**Exercise aim**: From the article below on Hawaii air service subsidies, list every Hawaii community that the text says receives subsidized air service through the EAS program, with the island each is on.

Federal subsidies to
two Hawaii airports
in danger of being cut

Air service to Kamuela
and Hana is under review


By Mark Libbon
Newhouse News Service

Federal money that supports air service to Kamuela on the Big Island and Hana on Maui is under congressional scrutiny, as part of a review of the $58 million Essential Air Service program the backs service to 115 communities nationwide.

The program is a candidate for elimination in a review by the Congressional Budget Office, though it seems likely Congress will maintain service for at least the time being.

In Hawaii, air services are subsidized to three neighbor island communities -- Kamuela on the Big Island, Hana on Maui and Kalaupapa on Molokai -- through the EAS program. But two of those communities, Kamuela and Hana, would be affected if the EAS subsidy is withdrawn.

Pacific Wings Airlines Ltd. receives the federal money to provide air service to all three locations, which are too small for frequent connections.

Company President Greg Kahlstorf said it would be difficult to maintain service without the subsidy.

Kahlstorf said air services are arranged around people's schedules, such as getting to the doctor for an appointment or to work.

"They can call us in the morning and be on a flight by the afternoon if they need to. That's one of the nice things about the subsidy. It allows us to maintain a community focus," he said.

Without the subsidy, it would be necessary to schedule flights that would better fit in with mainland arrivals and departure in order to stay in business, he said. "Right now (the flight schedule) represents the culture, commerce and lifestyles of the communities we serve as opposed to having flight schedules dictated by when mainland flights arrive and depart," he said.

Kahlstorf said members of the small communities are already concerned what will happen if the subsidies are removed. He recently addressed a community meeting in Hana about the impact of a subsidy withdrawal.

"It's a very big issue of concern," he said. "I gave a presentation to about 50 members of the Hana Business Council on the impact of the proposed cuts. It's going to have a huge impact on them."

Kahlstorf has also prepared a report for the state's Legislative Reference Bureau on the impact on the communities if the subsidies are lost.

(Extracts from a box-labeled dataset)
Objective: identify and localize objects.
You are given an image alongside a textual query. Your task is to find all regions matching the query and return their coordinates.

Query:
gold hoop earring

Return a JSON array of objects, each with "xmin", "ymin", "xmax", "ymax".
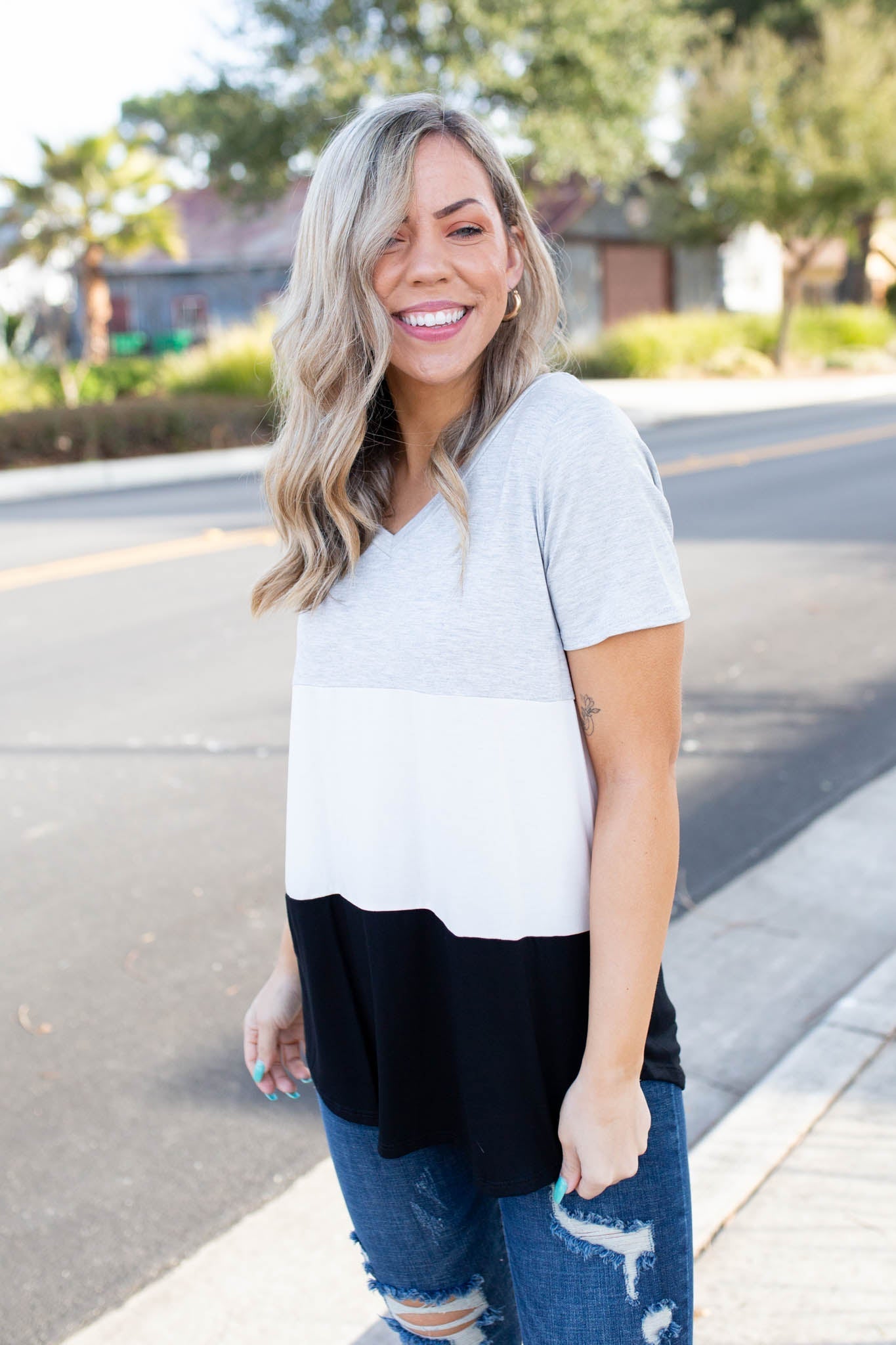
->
[{"xmin": 501, "ymin": 289, "xmax": 523, "ymax": 323}]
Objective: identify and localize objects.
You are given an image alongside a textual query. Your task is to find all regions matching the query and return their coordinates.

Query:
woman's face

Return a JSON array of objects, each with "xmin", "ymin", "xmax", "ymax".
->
[{"xmin": 373, "ymin": 133, "xmax": 523, "ymax": 385}]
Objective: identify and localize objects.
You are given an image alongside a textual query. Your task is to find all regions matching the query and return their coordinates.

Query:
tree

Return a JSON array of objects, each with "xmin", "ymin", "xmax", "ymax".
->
[
  {"xmin": 0, "ymin": 131, "xmax": 184, "ymax": 402},
  {"xmin": 645, "ymin": 0, "xmax": 896, "ymax": 364},
  {"xmin": 121, "ymin": 0, "xmax": 694, "ymax": 199}
]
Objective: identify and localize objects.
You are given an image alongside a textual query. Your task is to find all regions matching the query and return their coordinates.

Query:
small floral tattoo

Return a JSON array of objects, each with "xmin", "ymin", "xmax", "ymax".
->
[{"xmin": 580, "ymin": 693, "xmax": 601, "ymax": 737}]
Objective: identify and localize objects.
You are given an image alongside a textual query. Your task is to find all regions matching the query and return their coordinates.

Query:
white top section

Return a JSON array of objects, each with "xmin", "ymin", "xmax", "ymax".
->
[{"xmin": 286, "ymin": 372, "xmax": 691, "ymax": 939}]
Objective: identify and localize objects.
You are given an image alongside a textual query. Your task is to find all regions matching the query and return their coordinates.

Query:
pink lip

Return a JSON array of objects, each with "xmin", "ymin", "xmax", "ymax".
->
[{"xmin": 393, "ymin": 304, "xmax": 473, "ymax": 340}]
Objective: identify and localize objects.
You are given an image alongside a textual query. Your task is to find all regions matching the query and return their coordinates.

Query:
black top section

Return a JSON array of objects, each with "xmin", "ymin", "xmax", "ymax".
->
[{"xmin": 286, "ymin": 894, "xmax": 685, "ymax": 1196}]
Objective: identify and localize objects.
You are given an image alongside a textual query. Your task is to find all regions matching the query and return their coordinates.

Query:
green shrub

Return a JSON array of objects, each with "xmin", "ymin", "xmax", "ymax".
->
[
  {"xmin": 790, "ymin": 304, "xmax": 896, "ymax": 355},
  {"xmin": 0, "ymin": 359, "xmax": 62, "ymax": 416},
  {"xmin": 158, "ymin": 311, "xmax": 274, "ymax": 401},
  {"xmin": 575, "ymin": 304, "xmax": 896, "ymax": 378},
  {"xmin": 76, "ymin": 355, "xmax": 161, "ymax": 406},
  {"xmin": 0, "ymin": 395, "xmax": 272, "ymax": 468}
]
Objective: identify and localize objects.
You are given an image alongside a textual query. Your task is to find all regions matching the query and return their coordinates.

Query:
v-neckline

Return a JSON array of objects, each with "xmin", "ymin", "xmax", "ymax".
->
[{"xmin": 373, "ymin": 374, "xmax": 549, "ymax": 556}]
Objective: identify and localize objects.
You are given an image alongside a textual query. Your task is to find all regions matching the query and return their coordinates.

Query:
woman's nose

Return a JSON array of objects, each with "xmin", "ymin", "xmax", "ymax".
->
[{"xmin": 404, "ymin": 232, "xmax": 452, "ymax": 281}]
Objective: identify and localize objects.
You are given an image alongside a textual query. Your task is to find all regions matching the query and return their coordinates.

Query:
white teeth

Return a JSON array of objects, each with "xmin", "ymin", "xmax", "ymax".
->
[{"xmin": 398, "ymin": 308, "xmax": 466, "ymax": 327}]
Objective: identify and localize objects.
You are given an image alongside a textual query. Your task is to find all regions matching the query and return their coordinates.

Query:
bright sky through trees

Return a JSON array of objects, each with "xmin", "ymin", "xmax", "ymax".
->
[{"xmin": 0, "ymin": 0, "xmax": 243, "ymax": 181}]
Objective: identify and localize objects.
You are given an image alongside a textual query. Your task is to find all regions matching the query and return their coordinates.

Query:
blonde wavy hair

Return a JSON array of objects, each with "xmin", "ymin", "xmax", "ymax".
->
[{"xmin": 251, "ymin": 93, "xmax": 570, "ymax": 616}]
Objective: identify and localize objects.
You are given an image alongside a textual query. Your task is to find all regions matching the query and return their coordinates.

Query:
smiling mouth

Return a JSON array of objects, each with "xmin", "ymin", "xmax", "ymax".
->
[{"xmin": 393, "ymin": 307, "xmax": 470, "ymax": 330}]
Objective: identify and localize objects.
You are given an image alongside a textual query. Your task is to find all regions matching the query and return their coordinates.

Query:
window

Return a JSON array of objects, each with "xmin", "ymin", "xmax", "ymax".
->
[{"xmin": 171, "ymin": 295, "xmax": 208, "ymax": 335}]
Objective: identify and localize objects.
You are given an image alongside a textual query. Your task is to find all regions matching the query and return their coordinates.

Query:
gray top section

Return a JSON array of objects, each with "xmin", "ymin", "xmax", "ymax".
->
[{"xmin": 293, "ymin": 372, "xmax": 691, "ymax": 714}]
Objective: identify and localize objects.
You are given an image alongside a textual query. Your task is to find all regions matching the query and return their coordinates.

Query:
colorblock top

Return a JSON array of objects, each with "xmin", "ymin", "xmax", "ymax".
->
[{"xmin": 286, "ymin": 372, "xmax": 691, "ymax": 1195}]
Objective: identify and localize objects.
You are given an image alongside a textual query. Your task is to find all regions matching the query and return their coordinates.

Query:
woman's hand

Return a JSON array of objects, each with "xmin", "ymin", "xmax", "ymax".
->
[
  {"xmin": 243, "ymin": 965, "xmax": 312, "ymax": 1100},
  {"xmin": 555, "ymin": 1069, "xmax": 650, "ymax": 1201}
]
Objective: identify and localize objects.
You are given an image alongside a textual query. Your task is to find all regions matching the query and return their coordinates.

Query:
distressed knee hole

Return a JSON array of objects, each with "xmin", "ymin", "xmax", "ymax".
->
[
  {"xmin": 551, "ymin": 1199, "xmax": 662, "ymax": 1302},
  {"xmin": 349, "ymin": 1229, "xmax": 503, "ymax": 1345},
  {"xmin": 641, "ymin": 1298, "xmax": 681, "ymax": 1345},
  {"xmin": 383, "ymin": 1289, "xmax": 488, "ymax": 1345}
]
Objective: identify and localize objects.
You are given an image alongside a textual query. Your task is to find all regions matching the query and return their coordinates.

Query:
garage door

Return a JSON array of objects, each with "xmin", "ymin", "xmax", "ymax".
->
[{"xmin": 601, "ymin": 244, "xmax": 672, "ymax": 327}]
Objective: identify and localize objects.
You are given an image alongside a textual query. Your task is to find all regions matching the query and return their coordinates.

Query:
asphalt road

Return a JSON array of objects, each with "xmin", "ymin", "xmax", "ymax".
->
[{"xmin": 0, "ymin": 399, "xmax": 896, "ymax": 1345}]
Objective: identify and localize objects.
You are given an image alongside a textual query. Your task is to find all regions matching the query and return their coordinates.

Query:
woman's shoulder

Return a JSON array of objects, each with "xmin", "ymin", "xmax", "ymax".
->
[{"xmin": 521, "ymin": 370, "xmax": 650, "ymax": 475}]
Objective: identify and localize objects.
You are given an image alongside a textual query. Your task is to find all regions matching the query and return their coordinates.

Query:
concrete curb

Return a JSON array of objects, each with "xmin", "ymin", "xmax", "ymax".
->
[
  {"xmin": 0, "ymin": 444, "xmax": 270, "ymax": 500},
  {"xmin": 689, "ymin": 936, "xmax": 896, "ymax": 1256},
  {"xmin": 7, "ymin": 374, "xmax": 896, "ymax": 502}
]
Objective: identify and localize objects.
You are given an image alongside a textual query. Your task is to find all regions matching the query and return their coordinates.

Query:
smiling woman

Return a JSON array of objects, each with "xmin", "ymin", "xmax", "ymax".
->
[{"xmin": 243, "ymin": 94, "xmax": 692, "ymax": 1345}]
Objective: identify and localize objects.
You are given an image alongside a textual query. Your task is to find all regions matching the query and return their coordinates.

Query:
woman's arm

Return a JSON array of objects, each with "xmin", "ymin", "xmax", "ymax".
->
[{"xmin": 560, "ymin": 621, "xmax": 684, "ymax": 1199}]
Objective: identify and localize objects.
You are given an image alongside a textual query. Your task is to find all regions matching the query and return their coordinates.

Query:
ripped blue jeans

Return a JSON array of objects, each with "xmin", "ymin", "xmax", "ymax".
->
[{"xmin": 317, "ymin": 1078, "xmax": 693, "ymax": 1345}]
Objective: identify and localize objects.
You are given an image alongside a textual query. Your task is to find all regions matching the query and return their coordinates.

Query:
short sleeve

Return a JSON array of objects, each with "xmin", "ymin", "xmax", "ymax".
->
[{"xmin": 538, "ymin": 389, "xmax": 691, "ymax": 650}]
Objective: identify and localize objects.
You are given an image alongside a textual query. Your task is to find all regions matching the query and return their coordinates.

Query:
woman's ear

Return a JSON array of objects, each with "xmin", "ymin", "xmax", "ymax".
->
[{"xmin": 507, "ymin": 225, "xmax": 525, "ymax": 289}]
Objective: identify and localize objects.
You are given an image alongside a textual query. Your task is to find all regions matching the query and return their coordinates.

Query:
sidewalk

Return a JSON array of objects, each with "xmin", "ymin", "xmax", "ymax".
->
[
  {"xmin": 7, "ymin": 374, "xmax": 896, "ymax": 502},
  {"xmin": 694, "ymin": 1037, "xmax": 896, "ymax": 1345},
  {"xmin": 61, "ymin": 769, "xmax": 896, "ymax": 1345}
]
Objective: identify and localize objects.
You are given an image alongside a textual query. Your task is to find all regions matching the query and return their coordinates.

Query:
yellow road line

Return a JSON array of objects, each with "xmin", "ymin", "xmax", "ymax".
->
[
  {"xmin": 0, "ymin": 422, "xmax": 896, "ymax": 592},
  {"xmin": 657, "ymin": 422, "xmax": 896, "ymax": 476},
  {"xmin": 0, "ymin": 527, "xmax": 278, "ymax": 592}
]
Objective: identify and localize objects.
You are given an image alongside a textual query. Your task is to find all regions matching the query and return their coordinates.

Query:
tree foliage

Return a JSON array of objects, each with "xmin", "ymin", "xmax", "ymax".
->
[
  {"xmin": 0, "ymin": 129, "xmax": 184, "ymax": 379},
  {"xmin": 649, "ymin": 0, "xmax": 896, "ymax": 355},
  {"xmin": 122, "ymin": 0, "xmax": 689, "ymax": 199}
]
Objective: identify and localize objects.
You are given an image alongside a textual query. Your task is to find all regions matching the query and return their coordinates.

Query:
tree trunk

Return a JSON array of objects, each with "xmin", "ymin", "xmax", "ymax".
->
[
  {"xmin": 773, "ymin": 275, "xmax": 800, "ymax": 368},
  {"xmin": 81, "ymin": 244, "xmax": 112, "ymax": 364},
  {"xmin": 837, "ymin": 211, "xmax": 874, "ymax": 304}
]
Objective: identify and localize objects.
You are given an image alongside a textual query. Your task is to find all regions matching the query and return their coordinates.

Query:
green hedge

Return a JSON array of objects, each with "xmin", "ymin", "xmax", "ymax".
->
[
  {"xmin": 0, "ymin": 395, "xmax": 274, "ymax": 468},
  {"xmin": 575, "ymin": 304, "xmax": 896, "ymax": 378}
]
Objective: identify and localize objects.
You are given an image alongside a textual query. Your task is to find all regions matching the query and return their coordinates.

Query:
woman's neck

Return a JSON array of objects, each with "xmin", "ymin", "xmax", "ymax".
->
[{"xmin": 385, "ymin": 368, "xmax": 480, "ymax": 479}]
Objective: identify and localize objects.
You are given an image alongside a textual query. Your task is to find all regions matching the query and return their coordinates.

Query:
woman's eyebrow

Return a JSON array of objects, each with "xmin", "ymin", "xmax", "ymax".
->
[{"xmin": 402, "ymin": 196, "xmax": 482, "ymax": 225}]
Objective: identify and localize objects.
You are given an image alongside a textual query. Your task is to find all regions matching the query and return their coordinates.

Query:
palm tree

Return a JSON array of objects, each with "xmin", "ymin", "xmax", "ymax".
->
[{"xmin": 0, "ymin": 129, "xmax": 185, "ymax": 402}]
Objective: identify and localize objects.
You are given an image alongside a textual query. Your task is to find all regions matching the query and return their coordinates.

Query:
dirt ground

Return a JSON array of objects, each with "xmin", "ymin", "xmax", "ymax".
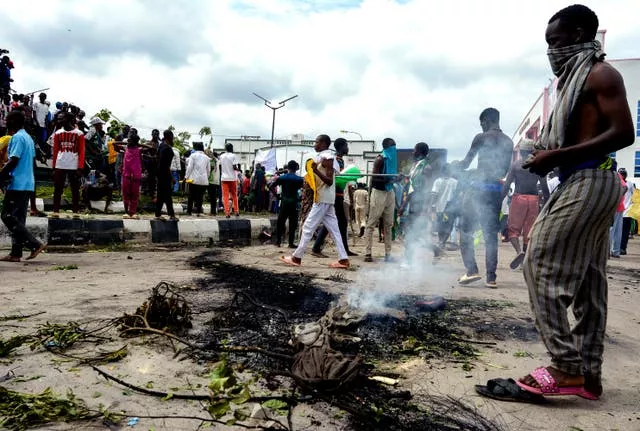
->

**In response**:
- Kamuela, on the Big Island
- Hana, on Maui
- Kalaupapa, on Molokai